#YISHREADS July 2023
By Ng Yi-Sheng / @yishkabob
It’s been a hot minute since we had a rojak column! I.e. a collection of randomly themed books, rather than stuff I deliberately read to suit the theme of the month. Anyhow, I’m currently at the Clarion Workshop in San Diego, so I’m intent on doing as little work as possible other than trying to develop my spec fic—so this list is the product of me cavalierly slapping together five titles I recently enjoyed and hoping the editor won’t hate it.
Of course, now I’ve curated the lot, I can see themes that bind them together. Though they span centuries and continents, they’re all prose fiction works, in some way closely connected with themes of homeland and nationhood, encapsulating the strange worlds that are Indonesia, Nigeria, Macau, Korea and Singapore (with occasional detours to Canada and the UK).
And they’re all full of strange, spirited, enterprising characters making journeys, whether they’re between Javanese cigarette factories, Korean palaces or Macanese cafes. Why not come along for the ride?
Cigarette Girl, by Ratih Kumala
Translated by Annie Tucker
Monsoon Books, 2016
Let’s start off with a historical novel. This one's an old-school, epic, multi-generational story of love and political upheaval, set during Indonesia’s tumultuous mid-century, from the Japanese Occupation to the time of late capitalism (it was published in Bahasa Indonesia in 2012, but I'm not sure if that's when it's set?), as seen through the eyes of two rival business families, both making kretek, i.e. clove cigarettes. Sounds massive, but the book's only a little over 200 pages!
Surprised to discover that the author's a woman—Eka Kurniawan's wife, no less—because both its parallel narratives are extremely male-centred: in the present day, the dying magnate Soeraja pleads with his sons to hunt down a mystery woman named Jeng Yah; in the 1940s, the young cigarette roller Idroes dreams of starting his own enterprise and marrying the beautiful Roemaisa. Sure, women figure in the story, but at first they're prizes to be won, not characters with full agency. It's only later in the story, once Jeng Yah comes into her own as a cigarette-making prodigy, that the cardinal points of gender start to shift—what initially appears to be a story of shattered romance emerges also as (SPOILER) a tale of the intellectual betrayal of a creative woman, as Soeraja's sons discover that he didn't just break her heart, he also stole her damn formula for the perfect kretek.
In a way, this is a portrait of capitalism: the struggle and dreams of wide-eyed young entrepreneurs, the shifting and copying of trends, the eventual decadence of those lucky enough to succeed (Soeraja's sons are either stressed out over the pressures to lead the business or aimless creatives who keep changing their college majors in San Francisco and culturally appropriate Bob Marley's dreadlocks) and the dark wrongs that underlie that success. A portrait of those who rise and those that fail. Though maybe I shouldn't exaggerate this: the anti-Communist massacre of 1965-66 is a major plot point, but the ideological implications aren't really explored... and at the end, there's actually a soap-opera promise that capitalism might redeem itself.
◇ ◇ ◇ ◇
## JOBS
[1] Decide whether each statement below agrees with the July 2023 book column. Answer yes or no for each, and quote the words from the column that settle it.
(a) Cigarette Girl runs to a little over 200 pages.
(b) The columnist was at the Clarion Workshop in San Diego while putting the list together.
(c) The column says Cigarette Girl explores the ideological implications of the anti-Communist massacre of 1965-66 in depth.
[2] Resume the July 2023 book column after its final sentence, keeping the same voice.

## ROWS
◇ ◇ ◇ ◇
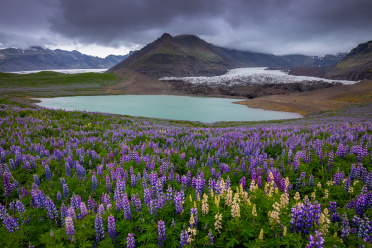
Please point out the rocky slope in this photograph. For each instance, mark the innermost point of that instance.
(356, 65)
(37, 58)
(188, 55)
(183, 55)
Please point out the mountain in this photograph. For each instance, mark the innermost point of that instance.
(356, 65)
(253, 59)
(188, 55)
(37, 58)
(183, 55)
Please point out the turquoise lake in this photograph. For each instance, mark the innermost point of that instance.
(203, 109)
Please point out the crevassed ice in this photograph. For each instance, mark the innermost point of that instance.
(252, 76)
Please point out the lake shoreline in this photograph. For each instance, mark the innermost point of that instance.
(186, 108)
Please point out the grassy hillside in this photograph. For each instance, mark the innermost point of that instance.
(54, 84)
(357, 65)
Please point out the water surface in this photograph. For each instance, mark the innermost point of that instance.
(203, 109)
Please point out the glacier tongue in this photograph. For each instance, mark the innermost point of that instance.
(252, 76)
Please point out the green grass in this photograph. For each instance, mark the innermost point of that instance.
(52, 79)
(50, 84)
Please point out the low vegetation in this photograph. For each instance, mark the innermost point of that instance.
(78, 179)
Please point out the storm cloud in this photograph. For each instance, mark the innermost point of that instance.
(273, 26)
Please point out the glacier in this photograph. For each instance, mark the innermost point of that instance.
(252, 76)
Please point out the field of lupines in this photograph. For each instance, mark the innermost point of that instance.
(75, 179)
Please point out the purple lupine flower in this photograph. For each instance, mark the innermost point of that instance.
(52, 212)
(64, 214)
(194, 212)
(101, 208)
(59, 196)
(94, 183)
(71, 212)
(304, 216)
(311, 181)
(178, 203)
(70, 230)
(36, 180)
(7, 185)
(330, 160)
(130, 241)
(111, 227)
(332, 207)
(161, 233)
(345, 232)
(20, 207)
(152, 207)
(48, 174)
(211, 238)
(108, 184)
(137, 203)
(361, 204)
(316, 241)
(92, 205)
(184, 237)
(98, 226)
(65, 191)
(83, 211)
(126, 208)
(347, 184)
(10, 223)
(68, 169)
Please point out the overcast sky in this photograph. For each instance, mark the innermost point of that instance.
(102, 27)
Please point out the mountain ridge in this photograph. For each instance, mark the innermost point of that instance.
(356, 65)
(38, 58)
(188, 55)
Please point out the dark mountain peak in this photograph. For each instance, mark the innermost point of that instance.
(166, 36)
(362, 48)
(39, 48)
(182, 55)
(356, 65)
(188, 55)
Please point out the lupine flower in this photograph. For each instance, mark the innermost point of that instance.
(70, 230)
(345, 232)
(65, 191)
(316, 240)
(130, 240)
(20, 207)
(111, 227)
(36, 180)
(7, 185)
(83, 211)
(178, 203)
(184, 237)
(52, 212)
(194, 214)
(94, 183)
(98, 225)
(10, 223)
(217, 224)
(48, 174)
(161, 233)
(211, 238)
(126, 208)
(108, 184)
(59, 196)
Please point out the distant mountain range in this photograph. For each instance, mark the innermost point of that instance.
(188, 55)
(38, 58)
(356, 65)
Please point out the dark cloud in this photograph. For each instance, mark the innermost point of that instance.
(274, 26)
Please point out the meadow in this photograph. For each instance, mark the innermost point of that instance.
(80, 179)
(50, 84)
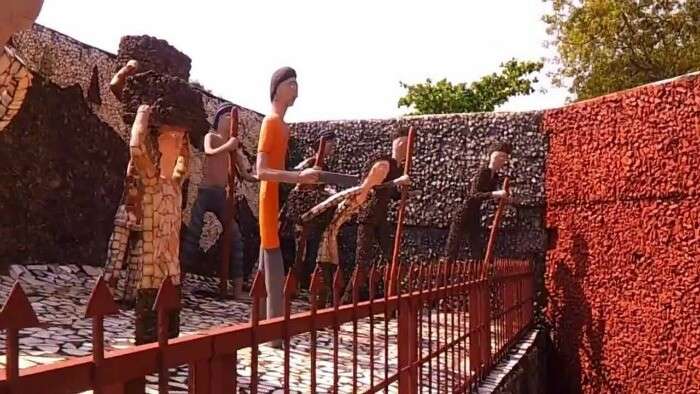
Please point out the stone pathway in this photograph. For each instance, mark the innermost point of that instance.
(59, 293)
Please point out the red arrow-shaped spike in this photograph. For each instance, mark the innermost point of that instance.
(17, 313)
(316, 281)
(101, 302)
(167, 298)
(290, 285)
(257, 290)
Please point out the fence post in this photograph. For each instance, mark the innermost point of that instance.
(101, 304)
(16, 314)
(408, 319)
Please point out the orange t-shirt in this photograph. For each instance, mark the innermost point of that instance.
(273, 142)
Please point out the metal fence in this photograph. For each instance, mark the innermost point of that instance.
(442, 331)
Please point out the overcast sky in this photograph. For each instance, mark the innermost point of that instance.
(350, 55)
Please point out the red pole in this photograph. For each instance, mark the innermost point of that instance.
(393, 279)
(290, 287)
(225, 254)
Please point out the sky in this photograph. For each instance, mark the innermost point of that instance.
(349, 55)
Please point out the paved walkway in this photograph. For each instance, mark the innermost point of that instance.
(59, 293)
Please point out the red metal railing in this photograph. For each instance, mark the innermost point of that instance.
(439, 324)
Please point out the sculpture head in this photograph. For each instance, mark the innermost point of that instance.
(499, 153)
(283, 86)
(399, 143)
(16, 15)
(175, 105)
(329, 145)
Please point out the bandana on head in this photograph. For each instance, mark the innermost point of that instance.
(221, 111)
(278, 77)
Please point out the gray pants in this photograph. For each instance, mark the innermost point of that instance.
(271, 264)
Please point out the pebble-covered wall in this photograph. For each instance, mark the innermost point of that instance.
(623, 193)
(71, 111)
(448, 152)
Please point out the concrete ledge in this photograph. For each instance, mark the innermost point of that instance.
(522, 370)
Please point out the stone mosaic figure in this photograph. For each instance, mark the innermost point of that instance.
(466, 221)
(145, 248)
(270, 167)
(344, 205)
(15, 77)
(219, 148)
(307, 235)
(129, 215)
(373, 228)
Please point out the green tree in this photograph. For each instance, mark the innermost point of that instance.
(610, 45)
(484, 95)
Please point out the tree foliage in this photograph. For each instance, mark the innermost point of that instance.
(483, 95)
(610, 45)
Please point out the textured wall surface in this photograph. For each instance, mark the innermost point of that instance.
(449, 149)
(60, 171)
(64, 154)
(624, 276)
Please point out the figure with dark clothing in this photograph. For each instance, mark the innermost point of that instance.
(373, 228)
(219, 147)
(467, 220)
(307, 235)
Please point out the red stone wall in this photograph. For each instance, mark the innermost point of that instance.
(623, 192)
◇ ◇ ◇ ◇
## ANSWERS PER TASK
[1]
(a) Yes: "the book's only a little over 200 pages!"
(b) Yes: "I’m currently at the Clarion Workshop in San Diego"
(c) No: "the ideological implications aren't really explored"

[2]
And I know it isn't quite fair to Ratih, but I can't help but compare this novel to her husband's Beauty Is a Wound, which also surveys Indonesian history—although that novel was all about over-the-top magical realism, here we get evocations of the past through the sensuousness of the process of making and smoking cigarettes... And only a hint of the mythical in the comparison of Jeng Yah to Roro Mendut, the legendary Mataram heroine whose spit was sweet.
Repetitions of the national timeline can be cliché, but everyone's gonna do it in their own way. If you can find the right flavour of metaphor—clove and tobacco, maybe—you can make the shades dance.
(UPDATE: I hear it’s gonna be a Netflix series!)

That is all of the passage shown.